**Exercícios propostos:**
a) Como fica em inglês esta frase do texto sobre Lula, Alckmin e as pesquisas: "Os pessimistas, não sem razão, lêem os mesmos números e concluem que os primeiros passos de Alckmin indicam não haver como virar o quadro."?
b) Transcreva fielmente o trecho do texto sobre Lula, Alckmin e as pesquisas que começa em "Há um bocado" e termina em "virar o quadro.".

**Trecho do documento:**
Entrevista:O Estado inteligente

sábado, maio 13, 2006

Lula, Alckmin, as pesquisas e o teto maldito Por Rui Nogueira

PRIMEIRA LEITURA


Há um bocado de torcida e de mediunidade – e não serei eu a dizer que as pessoas estão proibidas de torcer ou de receber mensagens do além – nas análises dos eufóricos e dos pessimistas sobre as eleições de outubro próximo. Depois da somatória dos efeitos imediatos dos escândalos com a iniqüidade das políticas públicas, os eufóricos olham para o desempenho de Lula nas pesquisas de intenção de voto, comparam-no com o desempenho do candidato tucano, Geraldo Alckmin, e concluem que o presidente está reeleito. Os pessimistas, não sem razão, lêem os mesmos números e concluem que os primeiros passos de Alckmin indicam não haver como virar o quadro.

Animador seria, diz quem quer derrotar Lula, que Alckmin já estivesse muitos pontos à frente do presidente, que o quadro de intenções de voto exibisse um Lula em frangalhos, irrecuperavelmente ferido pelos escândalos e pela governança incompetente que desaguou por inteiro na crise do gás boliviano. Porém, para além da resistência política natural de um homem de bom paleio e usuário da máquina pública sem nenhum constrangimento para fins eleitorais, que cacife tão assustador já teria Lula?

Dúbio?

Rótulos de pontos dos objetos
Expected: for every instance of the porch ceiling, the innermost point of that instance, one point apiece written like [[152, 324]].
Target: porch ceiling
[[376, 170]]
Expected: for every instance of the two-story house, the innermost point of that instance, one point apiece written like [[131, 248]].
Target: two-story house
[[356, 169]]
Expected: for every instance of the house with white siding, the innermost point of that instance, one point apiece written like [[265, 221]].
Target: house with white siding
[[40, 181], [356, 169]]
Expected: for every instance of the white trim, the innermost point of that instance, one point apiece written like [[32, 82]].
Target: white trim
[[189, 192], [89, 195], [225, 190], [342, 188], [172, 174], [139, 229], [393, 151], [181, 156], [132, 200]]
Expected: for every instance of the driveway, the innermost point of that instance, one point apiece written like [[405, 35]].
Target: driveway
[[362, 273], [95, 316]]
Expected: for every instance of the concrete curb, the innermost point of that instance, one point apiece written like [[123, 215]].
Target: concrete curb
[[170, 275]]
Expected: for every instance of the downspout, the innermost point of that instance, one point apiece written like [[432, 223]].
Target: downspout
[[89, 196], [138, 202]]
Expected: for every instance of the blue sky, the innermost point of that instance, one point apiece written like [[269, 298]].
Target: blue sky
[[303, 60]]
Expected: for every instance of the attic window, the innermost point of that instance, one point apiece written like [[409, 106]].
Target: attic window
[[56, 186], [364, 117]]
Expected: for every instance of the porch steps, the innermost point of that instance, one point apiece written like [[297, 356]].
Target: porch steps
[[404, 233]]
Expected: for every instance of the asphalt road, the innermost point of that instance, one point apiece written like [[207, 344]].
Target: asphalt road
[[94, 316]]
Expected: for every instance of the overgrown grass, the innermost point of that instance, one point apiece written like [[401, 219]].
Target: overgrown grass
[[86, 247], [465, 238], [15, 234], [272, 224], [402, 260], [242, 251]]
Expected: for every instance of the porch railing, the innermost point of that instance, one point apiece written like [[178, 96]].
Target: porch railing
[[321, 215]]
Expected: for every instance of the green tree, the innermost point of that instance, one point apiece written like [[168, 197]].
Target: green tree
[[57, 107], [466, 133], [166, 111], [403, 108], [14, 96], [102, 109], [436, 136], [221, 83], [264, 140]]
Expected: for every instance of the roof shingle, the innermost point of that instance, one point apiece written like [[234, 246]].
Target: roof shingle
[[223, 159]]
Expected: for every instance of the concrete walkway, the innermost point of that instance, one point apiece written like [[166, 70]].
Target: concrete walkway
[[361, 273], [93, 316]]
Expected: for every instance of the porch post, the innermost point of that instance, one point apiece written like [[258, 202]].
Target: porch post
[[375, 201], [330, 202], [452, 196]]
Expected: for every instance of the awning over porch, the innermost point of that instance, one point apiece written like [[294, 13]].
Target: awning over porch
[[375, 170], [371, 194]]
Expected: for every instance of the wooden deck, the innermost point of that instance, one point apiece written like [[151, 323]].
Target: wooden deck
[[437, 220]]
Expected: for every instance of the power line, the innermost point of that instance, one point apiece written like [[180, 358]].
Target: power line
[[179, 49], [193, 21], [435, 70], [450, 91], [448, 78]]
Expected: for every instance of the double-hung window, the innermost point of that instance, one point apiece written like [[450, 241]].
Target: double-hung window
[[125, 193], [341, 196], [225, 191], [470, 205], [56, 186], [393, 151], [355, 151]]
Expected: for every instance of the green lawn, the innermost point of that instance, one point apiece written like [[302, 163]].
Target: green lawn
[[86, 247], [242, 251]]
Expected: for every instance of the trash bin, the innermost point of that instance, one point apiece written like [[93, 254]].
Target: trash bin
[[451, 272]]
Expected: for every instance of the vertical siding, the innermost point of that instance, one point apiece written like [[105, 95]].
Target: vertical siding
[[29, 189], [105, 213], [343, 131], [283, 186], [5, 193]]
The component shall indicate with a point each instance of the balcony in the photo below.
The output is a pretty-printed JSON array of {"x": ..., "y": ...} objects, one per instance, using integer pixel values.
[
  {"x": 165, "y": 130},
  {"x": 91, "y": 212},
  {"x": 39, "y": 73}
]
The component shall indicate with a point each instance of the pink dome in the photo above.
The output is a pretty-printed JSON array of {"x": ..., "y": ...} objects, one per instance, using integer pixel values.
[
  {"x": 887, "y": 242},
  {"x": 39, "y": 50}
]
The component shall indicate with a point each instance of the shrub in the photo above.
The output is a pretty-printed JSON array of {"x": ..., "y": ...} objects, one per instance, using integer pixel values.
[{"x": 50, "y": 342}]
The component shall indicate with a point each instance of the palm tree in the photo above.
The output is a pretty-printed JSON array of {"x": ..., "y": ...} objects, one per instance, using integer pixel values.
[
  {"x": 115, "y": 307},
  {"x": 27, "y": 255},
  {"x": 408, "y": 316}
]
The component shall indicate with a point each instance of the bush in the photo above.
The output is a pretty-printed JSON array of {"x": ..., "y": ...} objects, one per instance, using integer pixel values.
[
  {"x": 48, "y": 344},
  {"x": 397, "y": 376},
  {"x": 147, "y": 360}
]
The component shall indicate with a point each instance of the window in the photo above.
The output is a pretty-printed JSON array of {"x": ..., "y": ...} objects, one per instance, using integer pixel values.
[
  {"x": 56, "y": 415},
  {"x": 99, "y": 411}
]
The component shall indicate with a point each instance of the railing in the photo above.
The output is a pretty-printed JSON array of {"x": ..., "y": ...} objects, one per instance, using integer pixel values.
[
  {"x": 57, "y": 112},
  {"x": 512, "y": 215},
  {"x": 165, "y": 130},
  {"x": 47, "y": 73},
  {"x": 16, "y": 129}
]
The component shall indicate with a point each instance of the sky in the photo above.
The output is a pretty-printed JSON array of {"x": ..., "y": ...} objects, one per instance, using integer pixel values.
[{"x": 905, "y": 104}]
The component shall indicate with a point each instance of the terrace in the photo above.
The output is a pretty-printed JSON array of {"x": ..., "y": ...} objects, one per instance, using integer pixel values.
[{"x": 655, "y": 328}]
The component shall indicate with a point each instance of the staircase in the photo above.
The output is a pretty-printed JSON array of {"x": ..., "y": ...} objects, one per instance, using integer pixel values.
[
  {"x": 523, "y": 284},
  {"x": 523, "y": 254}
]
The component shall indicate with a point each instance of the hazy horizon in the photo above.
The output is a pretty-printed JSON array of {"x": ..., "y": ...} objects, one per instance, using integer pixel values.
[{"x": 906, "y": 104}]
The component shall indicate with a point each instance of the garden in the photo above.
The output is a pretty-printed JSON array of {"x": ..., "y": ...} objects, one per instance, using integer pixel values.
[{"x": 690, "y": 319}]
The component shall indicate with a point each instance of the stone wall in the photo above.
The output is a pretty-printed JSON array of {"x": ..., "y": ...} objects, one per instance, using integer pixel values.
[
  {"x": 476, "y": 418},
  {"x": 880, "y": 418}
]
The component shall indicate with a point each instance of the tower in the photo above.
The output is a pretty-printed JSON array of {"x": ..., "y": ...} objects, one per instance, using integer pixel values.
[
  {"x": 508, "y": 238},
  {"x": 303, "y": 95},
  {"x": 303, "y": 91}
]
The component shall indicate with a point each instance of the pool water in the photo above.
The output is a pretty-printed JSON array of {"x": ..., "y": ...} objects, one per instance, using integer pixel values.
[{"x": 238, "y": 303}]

**Gabarito:**
a) The pessimists, not without reason, read the same numbers and conclude that Alckmin's first steps indicate there is no way to turn the situation around.

b)
Há um bocado de torcida e de mediunidade – e não serei eu a dizer que as pessoas estão proibidas de torcer ou de receber mensagens do além – nas análises dos eufóricos e dos pessimistas sobre as eleições de outubro próximo. Depois da somatória dos efeitos imediatos dos escândalos com a iniqüidade das políticas públicas, os eufóricos olham para o desempenho de Lula nas pesquisas de intenção de voto, comparam-no com o desempenho do candidato tucano, Geraldo Alckmin, e concluem que o presidente está reeleito. Os pessimistas, não sem razão, lêem os mesmos números e concluem que os primeiros passos de Alckmin indicam não haver como virar o quadro.